• **To do**
Reproduce the rows from the line that contains "the fallen leaf." through the end of the rows, both ends included, swapping "place a marker" for "put a dot" and leaving everything else unchanged. Leave the pictures out of the output.

• **Dataset content**

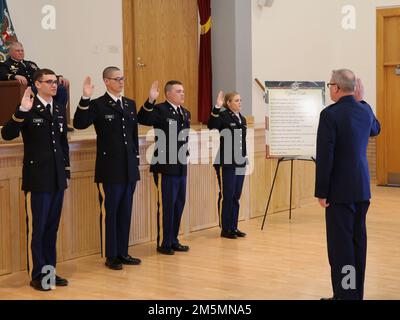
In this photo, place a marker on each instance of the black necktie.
(119, 103)
(180, 113)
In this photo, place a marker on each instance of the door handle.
(140, 64)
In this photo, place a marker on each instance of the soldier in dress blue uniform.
(16, 68)
(42, 122)
(231, 160)
(169, 164)
(342, 183)
(117, 162)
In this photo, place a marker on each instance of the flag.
(7, 30)
(205, 68)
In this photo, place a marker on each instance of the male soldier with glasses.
(42, 122)
(117, 162)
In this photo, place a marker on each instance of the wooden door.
(161, 43)
(388, 61)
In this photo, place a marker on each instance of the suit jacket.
(233, 149)
(117, 157)
(11, 68)
(46, 150)
(166, 157)
(342, 174)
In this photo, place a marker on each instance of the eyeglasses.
(118, 79)
(49, 82)
(331, 84)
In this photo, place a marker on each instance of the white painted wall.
(304, 40)
(292, 40)
(88, 37)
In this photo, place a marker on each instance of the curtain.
(205, 68)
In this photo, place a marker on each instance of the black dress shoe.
(239, 233)
(37, 285)
(61, 282)
(129, 260)
(228, 234)
(180, 247)
(114, 263)
(168, 251)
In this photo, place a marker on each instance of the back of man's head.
(108, 72)
(344, 79)
(16, 51)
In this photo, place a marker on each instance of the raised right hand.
(88, 87)
(21, 80)
(27, 99)
(220, 99)
(154, 92)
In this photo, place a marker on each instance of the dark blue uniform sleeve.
(12, 128)
(85, 114)
(214, 121)
(65, 146)
(326, 140)
(148, 115)
(136, 133)
(5, 73)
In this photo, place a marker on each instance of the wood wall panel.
(203, 188)
(5, 229)
(79, 232)
(79, 228)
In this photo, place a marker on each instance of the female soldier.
(231, 160)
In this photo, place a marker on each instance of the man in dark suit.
(42, 122)
(231, 160)
(343, 182)
(117, 162)
(16, 68)
(169, 164)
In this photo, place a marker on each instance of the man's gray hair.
(345, 79)
(107, 72)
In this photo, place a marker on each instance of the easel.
(280, 160)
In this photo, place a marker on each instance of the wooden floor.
(287, 260)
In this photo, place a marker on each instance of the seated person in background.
(16, 68)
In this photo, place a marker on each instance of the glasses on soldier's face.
(49, 82)
(331, 84)
(118, 79)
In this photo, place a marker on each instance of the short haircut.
(14, 44)
(170, 84)
(345, 79)
(108, 71)
(229, 97)
(38, 75)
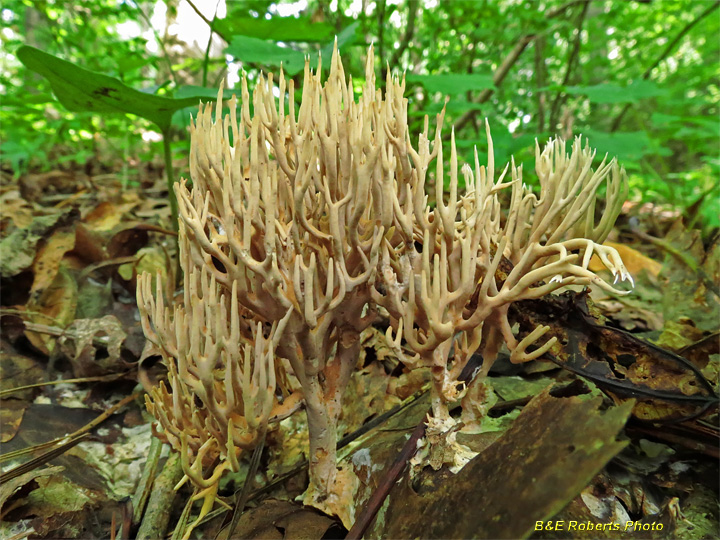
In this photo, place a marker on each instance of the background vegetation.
(639, 78)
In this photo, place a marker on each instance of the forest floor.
(624, 433)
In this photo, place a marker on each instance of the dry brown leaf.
(280, 520)
(11, 413)
(80, 340)
(47, 261)
(57, 303)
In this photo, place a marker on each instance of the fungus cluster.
(304, 225)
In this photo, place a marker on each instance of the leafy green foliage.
(638, 79)
(81, 90)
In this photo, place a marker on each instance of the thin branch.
(409, 32)
(509, 61)
(166, 55)
(540, 81)
(670, 46)
(498, 78)
(206, 60)
(573, 61)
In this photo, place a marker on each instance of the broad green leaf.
(453, 83)
(613, 93)
(79, 89)
(275, 29)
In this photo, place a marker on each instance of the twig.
(243, 494)
(666, 52)
(409, 32)
(206, 60)
(498, 78)
(573, 60)
(380, 10)
(386, 483)
(206, 20)
(146, 480)
(40, 460)
(75, 435)
(504, 68)
(681, 256)
(103, 378)
(166, 56)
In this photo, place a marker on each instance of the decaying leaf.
(280, 520)
(17, 250)
(80, 342)
(8, 488)
(549, 454)
(691, 273)
(666, 386)
(47, 261)
(57, 305)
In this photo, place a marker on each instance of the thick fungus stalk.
(305, 224)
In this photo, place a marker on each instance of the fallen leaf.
(9, 487)
(49, 255)
(548, 455)
(17, 250)
(11, 413)
(280, 520)
(57, 303)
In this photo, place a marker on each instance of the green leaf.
(613, 93)
(196, 92)
(627, 146)
(267, 53)
(452, 83)
(275, 29)
(79, 89)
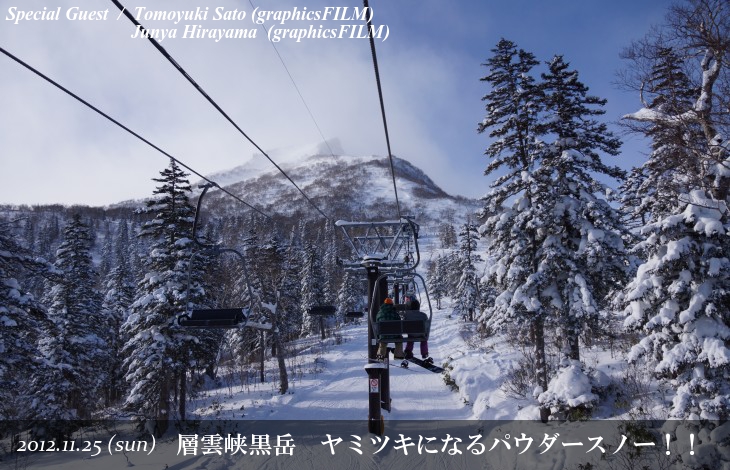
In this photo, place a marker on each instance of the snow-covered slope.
(342, 186)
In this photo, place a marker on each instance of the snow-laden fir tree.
(350, 295)
(466, 295)
(156, 353)
(581, 256)
(312, 289)
(119, 295)
(679, 299)
(555, 241)
(436, 281)
(650, 193)
(75, 350)
(513, 104)
(22, 319)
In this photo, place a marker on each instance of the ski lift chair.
(414, 325)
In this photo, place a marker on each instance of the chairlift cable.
(108, 117)
(296, 87)
(212, 101)
(382, 104)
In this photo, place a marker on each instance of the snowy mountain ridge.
(343, 186)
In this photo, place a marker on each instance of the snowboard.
(420, 362)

• **Response to this exercise**
In this photo, put a dot on each instance of the fallen leaf.
(9, 487)
(49, 255)
(548, 455)
(17, 250)
(11, 413)
(280, 520)
(57, 303)
In this photo, put a dot on each instance of the green leaf.
(613, 93)
(196, 92)
(627, 146)
(267, 53)
(452, 83)
(275, 29)
(79, 89)
In this photo, put a dot on each instance of the snow-covered slope.
(342, 186)
In this photo, put a dot on each instance of the snow-laden fir tree.
(350, 295)
(466, 295)
(156, 353)
(581, 256)
(312, 289)
(119, 295)
(679, 299)
(555, 241)
(436, 281)
(650, 193)
(75, 350)
(513, 104)
(22, 319)
In this photo, put a dot on each instance of the ski lift chair.
(414, 325)
In this photo, put a dot on each instance of the chairlift cable.
(108, 117)
(296, 87)
(212, 101)
(382, 104)
In this photo, put a dot on each instance of the snowy mountain ridge.
(343, 186)
In this photo, put a dot on each instance of the snowboard.
(420, 362)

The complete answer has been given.